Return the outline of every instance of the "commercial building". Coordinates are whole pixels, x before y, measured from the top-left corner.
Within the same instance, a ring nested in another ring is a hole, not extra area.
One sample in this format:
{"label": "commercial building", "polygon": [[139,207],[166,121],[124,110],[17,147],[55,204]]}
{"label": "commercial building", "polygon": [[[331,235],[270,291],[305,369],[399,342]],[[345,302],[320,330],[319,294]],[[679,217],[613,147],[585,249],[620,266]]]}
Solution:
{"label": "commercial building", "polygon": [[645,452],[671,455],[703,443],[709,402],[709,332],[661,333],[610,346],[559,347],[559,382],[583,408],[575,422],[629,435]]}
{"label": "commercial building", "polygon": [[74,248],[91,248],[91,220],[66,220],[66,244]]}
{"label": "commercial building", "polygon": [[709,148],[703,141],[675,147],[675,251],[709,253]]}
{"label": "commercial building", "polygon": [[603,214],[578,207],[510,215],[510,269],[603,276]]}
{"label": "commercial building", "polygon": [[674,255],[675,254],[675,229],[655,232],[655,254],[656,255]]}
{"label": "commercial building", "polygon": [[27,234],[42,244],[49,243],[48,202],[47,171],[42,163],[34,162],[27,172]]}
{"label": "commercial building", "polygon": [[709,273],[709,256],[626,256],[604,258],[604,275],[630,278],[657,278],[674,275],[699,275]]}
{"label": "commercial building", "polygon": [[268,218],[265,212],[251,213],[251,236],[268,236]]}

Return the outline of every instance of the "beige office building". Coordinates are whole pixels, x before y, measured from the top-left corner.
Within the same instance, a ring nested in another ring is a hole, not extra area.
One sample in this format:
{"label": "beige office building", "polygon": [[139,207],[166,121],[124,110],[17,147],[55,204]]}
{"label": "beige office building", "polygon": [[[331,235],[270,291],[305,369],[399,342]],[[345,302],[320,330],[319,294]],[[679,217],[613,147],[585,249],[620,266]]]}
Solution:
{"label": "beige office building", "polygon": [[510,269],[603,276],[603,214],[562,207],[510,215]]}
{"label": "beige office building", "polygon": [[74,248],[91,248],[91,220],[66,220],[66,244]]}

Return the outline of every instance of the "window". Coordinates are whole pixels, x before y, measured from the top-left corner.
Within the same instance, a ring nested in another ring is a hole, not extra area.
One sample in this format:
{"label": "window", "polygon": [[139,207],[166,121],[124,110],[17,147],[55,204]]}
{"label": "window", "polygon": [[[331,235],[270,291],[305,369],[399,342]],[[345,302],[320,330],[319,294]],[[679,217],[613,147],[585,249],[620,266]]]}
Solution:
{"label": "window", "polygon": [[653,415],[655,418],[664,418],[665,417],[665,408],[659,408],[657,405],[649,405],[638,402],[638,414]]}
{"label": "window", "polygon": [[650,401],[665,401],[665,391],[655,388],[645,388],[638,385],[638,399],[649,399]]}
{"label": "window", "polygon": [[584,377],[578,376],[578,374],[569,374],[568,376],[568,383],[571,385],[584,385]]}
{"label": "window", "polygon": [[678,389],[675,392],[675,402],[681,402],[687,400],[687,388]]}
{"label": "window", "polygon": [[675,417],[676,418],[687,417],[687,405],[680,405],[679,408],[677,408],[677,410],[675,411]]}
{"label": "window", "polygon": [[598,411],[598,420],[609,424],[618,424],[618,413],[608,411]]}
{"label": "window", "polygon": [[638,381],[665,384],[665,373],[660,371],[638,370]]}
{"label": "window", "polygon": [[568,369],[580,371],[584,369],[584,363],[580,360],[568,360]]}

-------------------------

→ Ziel der Aufgabe
In wie vielen Zeilen des Materials steht das Wort „Coordinates“? Nenne nur die Anzahl, wobei Groß- und Kleinschreibung zählt.

→ Lösung
3